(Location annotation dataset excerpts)
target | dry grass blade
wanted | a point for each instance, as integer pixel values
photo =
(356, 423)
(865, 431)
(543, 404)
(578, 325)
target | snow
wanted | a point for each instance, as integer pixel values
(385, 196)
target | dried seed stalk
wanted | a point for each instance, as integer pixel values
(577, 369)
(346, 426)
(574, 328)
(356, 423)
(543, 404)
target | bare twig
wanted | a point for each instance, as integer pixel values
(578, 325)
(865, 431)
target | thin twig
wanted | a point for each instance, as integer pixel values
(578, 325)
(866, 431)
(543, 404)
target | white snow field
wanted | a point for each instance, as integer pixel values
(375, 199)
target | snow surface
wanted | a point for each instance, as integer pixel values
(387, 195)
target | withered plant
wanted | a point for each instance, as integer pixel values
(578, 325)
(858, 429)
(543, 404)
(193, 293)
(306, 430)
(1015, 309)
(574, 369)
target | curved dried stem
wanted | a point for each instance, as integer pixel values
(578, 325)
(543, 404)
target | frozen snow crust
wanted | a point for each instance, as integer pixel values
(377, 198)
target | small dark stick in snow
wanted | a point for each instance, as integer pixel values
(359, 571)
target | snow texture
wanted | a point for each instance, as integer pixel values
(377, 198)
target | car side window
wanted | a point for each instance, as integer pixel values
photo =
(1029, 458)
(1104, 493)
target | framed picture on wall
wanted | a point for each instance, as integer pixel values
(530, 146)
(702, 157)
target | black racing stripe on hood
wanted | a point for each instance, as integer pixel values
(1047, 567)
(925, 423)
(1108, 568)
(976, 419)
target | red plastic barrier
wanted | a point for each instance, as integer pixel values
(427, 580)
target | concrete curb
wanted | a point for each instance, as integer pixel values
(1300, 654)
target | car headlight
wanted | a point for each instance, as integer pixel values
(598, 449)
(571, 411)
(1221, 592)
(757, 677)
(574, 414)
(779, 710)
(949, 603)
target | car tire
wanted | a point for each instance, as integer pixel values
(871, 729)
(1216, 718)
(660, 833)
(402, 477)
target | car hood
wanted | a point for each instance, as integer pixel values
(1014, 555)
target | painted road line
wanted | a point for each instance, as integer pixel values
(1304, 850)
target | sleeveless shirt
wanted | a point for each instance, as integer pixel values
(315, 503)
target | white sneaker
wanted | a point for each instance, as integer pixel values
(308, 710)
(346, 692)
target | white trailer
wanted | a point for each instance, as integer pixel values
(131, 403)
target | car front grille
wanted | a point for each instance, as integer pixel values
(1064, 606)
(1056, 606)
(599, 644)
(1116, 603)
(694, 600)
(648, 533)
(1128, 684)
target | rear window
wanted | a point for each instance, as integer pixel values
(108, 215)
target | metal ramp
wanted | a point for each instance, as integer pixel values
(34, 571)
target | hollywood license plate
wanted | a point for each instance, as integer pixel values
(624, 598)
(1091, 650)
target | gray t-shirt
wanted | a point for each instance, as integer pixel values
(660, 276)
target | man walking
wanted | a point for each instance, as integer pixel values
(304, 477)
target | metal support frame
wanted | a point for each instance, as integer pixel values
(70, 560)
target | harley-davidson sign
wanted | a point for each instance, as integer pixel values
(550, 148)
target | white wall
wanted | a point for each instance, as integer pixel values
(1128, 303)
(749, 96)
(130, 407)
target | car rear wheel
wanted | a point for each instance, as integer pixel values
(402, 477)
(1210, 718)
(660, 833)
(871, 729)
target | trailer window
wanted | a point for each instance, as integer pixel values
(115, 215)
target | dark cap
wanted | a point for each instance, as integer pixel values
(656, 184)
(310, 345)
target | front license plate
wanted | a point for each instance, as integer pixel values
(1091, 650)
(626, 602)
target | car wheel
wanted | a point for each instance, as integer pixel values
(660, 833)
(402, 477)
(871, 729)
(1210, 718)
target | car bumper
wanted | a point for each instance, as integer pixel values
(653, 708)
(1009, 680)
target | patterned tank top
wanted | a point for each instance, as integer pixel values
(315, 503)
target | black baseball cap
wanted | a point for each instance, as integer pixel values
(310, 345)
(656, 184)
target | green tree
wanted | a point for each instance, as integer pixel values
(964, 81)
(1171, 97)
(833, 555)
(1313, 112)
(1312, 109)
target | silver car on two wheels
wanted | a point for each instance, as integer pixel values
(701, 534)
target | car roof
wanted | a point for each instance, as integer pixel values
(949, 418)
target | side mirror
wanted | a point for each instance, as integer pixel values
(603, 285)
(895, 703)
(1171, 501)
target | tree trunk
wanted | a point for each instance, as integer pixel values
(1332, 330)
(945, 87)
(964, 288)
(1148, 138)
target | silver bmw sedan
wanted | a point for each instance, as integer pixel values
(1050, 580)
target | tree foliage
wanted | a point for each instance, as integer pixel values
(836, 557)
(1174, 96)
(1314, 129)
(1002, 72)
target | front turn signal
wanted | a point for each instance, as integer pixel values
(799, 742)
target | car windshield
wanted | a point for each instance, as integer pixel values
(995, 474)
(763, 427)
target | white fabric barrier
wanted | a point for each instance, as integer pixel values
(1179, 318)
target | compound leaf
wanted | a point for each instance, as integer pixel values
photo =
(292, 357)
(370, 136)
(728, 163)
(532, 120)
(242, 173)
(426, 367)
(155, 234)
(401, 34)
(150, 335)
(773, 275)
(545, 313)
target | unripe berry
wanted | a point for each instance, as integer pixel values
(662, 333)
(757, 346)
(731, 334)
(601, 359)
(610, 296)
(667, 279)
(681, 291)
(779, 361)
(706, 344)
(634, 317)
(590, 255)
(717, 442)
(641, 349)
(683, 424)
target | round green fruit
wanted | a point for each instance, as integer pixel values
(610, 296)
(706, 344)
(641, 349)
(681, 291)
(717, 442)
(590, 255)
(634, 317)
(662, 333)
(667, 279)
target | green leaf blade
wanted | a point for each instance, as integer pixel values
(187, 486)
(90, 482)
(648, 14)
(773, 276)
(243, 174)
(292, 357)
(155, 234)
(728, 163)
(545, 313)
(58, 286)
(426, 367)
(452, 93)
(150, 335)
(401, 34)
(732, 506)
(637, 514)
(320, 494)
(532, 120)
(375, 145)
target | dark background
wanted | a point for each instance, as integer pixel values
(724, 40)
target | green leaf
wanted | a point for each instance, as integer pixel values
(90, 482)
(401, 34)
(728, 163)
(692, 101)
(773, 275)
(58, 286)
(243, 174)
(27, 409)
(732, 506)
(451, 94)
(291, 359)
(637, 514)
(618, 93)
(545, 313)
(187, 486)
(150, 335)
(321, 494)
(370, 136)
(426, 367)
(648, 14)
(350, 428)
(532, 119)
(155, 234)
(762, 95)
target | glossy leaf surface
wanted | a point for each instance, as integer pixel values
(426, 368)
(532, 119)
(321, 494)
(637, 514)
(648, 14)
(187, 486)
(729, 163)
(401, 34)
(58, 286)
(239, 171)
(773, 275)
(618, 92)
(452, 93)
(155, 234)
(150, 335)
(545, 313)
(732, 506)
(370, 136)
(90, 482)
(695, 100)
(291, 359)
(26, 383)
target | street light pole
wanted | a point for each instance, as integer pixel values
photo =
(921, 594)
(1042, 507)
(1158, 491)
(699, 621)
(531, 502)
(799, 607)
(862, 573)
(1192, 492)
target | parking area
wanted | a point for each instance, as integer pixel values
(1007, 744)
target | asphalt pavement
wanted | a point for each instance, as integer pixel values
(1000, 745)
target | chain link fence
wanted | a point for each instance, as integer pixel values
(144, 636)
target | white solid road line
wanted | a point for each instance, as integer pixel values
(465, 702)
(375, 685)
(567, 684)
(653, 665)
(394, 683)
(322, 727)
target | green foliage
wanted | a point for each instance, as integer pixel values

» Request
Arrange the records starting at the line containing "target | car bumper" and ending at the line containing "(1050, 580)" as a numbered list, leaving out any blank lines.

» Reply to the exercise
1. target | car bumper
2. wanted | a point for each instance, as integer pixel values
3. (653, 708)
4. (1009, 680)
5. target | patterned tank top
6. wanted | a point for each instance, as integer pixel values
7. (315, 503)
8. target | black baseball cap
9. wanted | a point for each instance, as integer pixel values
10. (310, 345)
11. (656, 184)
12. target | green tree
13. wanted | a point for each instance, as integer pixel values
14. (964, 81)
15. (1171, 97)
16. (833, 555)
17. (1313, 112)
18. (1312, 109)
19. target | silver car on two wheels
20. wanted | a point for each instance, as integer pixel values
21. (701, 534)
22. target | car roof
23. wanted | a point for each instance, as integer pixel values
24. (949, 418)
25. target | side mirror
26. wanted | a point for each instance, as integer pixel values
27. (603, 285)
28. (895, 703)
29. (1171, 501)
30. target | tree trunk
31. wanted | a point for each instance, as integer pixel values
32. (1332, 330)
33. (945, 87)
34. (964, 288)
35. (1148, 138)
36. target | silver bmw sedan
37. wanted | a point for each instance, as integer pixel values
38. (1050, 580)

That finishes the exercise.